**Selected text**
Wednesday, April 6, 2011

Holy Mother of Shit

Things are outrageously not good right now. Time to make some super important decisions about some super important things. I don't want to deal with much of anything right now, but especially something so serious. Time to find a way to avoid being alone with my thoughts. . .

Sunday, April 3, 2011

More On That Stress Thing. . .

Sooo, things are unavoidably frustrating and annoying right now. During that time of year where there are no students and classes around because of a "break", we still come to the office and pretend to do things all day. THIS BLOWS! I can usually find ways to distract myself online, but these are the longest days I've had to work for SUCH a long time now.

The staff of most places has changed. This is the custom in Japan. In April, companies move employees wherever they damn well please, making their job and the job of those that have to work with them, all the more difficult. Not so sure about the new teacher. .. there are 8 of them. They seem a bit lame so far. I guess we'll see.

Aside from being bored as hell and frustrated at work, my body has undergone some serious problems as of late. I haven't had my period for the entire month of March (maybe 8 weeks, now?), last one being around second week of February, before my surgery. I have been dizzy and nauseous for almost two weeks. I got sick this morning. This all sounds like pregnancy, right? Well, aside from having an IUD, (which is supposedly more successful at preventing pregnancy than condoms), I took a test - negative?. Taking another one tonight or tomorrow, though. Another thought? Anemia - got a blood test, all organs are fine and blood counts are great. Vertigo? Well, I think vertigo is a little more crippling than whatever is going on with me. I have heard that people can't even walk with that. So, now what? I'm just constantly dizzy, achy, nauseous, and uncomfortable. It makes this sitting around bullshit all the more unbearable. Many people think it has to do with stress and depression. A lot has been going on - surgery, Steven leaving, earthquakes and tsunamis, not being fulfilled at work, etc. Stress? This sounds a bit more than that, though I'm definitely not ruling stress out completely.

**Directions**
1. According to the blog posts, what did the blood test show?
2. Transcribe the blog posts word for word, starting at "Things are outrageously" and ending at "thoughts. . .".
3. Pick up the blog posts after their last sentence and keep writing in the same voice.
The listing that follows is separate material and is not part of the blog posts.

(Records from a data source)
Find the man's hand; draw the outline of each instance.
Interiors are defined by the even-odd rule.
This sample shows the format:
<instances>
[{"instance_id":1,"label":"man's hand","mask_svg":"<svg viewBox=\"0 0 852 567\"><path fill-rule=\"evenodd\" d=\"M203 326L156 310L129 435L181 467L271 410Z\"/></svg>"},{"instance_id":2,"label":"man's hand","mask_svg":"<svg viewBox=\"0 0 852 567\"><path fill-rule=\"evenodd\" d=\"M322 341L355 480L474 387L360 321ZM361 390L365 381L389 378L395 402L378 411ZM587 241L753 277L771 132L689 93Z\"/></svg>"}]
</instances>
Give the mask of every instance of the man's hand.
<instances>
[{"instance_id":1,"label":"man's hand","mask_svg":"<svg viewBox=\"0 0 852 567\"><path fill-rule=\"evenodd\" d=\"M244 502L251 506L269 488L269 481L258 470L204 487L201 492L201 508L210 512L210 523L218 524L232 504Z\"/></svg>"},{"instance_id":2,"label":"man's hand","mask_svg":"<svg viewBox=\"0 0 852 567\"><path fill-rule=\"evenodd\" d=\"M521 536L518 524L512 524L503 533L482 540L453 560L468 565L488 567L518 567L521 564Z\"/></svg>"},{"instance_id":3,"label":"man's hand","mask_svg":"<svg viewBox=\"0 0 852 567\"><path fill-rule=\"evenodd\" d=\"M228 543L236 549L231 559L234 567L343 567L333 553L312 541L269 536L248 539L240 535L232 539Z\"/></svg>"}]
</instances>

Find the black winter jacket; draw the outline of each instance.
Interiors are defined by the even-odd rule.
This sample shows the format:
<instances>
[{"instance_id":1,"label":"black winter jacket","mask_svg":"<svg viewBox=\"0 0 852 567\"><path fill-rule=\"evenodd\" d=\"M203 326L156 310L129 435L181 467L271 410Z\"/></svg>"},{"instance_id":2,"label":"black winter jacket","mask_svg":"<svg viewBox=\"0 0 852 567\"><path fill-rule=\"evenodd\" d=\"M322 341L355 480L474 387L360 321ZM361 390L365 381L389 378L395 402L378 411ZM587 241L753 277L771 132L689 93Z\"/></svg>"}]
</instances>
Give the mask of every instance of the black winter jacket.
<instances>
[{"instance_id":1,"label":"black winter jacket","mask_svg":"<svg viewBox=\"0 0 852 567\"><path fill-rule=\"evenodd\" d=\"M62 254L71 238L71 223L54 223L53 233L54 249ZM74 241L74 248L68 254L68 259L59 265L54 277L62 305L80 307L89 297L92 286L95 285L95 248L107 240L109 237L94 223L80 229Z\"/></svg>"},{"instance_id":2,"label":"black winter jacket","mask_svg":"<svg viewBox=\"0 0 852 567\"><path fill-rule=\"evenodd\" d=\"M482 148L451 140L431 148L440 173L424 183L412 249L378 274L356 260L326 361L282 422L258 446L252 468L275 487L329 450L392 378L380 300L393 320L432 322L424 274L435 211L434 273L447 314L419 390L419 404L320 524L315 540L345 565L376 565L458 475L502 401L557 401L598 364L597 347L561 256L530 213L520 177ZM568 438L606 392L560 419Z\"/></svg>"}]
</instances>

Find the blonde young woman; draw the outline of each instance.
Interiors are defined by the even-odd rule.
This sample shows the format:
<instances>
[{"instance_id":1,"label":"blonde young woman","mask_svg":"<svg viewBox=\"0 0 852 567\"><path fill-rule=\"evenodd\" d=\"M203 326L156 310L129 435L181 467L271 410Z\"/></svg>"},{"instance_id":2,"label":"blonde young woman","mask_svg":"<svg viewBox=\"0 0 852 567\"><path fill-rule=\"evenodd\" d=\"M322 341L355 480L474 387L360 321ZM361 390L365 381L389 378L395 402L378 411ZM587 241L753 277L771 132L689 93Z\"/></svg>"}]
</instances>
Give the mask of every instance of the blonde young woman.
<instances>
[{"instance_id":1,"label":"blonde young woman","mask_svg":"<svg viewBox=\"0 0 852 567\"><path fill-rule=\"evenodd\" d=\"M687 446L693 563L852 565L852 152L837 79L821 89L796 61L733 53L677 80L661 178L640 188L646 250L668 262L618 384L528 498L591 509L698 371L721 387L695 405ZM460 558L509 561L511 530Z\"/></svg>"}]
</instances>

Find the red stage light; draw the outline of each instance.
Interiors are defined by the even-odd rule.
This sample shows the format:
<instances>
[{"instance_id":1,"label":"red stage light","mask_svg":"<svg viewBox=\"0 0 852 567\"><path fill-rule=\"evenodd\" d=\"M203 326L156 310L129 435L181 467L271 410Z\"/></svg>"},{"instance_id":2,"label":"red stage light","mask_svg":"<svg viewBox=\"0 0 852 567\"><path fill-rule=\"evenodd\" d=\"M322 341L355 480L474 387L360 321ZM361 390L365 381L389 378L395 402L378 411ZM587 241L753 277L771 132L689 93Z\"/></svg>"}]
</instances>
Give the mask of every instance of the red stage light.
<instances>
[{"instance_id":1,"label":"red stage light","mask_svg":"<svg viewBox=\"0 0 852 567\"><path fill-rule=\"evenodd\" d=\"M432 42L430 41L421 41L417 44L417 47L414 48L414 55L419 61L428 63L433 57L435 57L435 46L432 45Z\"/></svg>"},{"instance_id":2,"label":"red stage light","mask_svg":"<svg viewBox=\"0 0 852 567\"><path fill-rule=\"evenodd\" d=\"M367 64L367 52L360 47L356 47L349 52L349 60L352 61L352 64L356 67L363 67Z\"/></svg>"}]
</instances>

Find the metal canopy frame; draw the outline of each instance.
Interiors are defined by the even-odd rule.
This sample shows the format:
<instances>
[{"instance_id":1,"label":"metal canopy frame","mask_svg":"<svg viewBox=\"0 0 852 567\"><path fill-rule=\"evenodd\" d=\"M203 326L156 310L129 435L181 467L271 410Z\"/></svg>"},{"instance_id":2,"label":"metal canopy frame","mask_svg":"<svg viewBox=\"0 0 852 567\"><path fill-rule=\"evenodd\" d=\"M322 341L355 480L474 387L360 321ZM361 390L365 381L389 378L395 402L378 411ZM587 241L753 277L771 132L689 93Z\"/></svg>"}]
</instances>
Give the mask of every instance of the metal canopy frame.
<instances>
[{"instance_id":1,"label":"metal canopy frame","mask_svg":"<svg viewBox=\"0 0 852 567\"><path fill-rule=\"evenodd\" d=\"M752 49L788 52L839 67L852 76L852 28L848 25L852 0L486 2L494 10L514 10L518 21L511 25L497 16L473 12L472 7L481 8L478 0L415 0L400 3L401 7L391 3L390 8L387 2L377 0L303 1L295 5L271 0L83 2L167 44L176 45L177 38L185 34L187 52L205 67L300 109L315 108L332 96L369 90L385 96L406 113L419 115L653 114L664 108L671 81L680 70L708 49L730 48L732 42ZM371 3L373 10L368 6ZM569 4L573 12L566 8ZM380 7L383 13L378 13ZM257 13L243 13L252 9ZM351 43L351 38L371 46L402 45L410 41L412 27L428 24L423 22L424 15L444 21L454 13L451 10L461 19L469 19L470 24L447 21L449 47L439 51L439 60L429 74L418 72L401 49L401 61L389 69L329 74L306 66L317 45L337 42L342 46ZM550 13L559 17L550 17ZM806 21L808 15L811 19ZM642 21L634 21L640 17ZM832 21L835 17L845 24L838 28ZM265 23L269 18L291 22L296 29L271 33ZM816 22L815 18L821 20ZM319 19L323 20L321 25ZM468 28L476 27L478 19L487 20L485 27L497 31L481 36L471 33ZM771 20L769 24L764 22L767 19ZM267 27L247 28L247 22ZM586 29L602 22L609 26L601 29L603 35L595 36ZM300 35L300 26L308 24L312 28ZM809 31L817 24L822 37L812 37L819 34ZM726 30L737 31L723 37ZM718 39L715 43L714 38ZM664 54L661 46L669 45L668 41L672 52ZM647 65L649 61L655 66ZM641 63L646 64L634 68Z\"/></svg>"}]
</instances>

**Response list**
1. It showed that all organs were fine and blood counts were great.

2.
Things are outrageously not good right now. Time to make some super important decisions about some super important things. I don't want to deal with much of anything right now, but especially something so serious. Time to find a way to avoid being alone with my thoughts. . .

3.
Don't want to eat much (especially Japanese food), don't want to move around (especially because of my knee), don't want to do the annual "Genki" Musical anymore (what a crock that has turned out to be!), don't want to work here any more (while I have to sit here pretending to be busy), just DON'T want any of it!

I really don't know what to do, what to ask. I'm not entirely sure doctors here know what to do with this sort of thing. At least in English, anyway. Friends are good to talk to, but I don't know how much more advice I can take. EVERYTHING is getting to me right now. Does this happen to a lot of people? Over what?

DAMN!

Just want to be back to normal. . . sorry for bitching!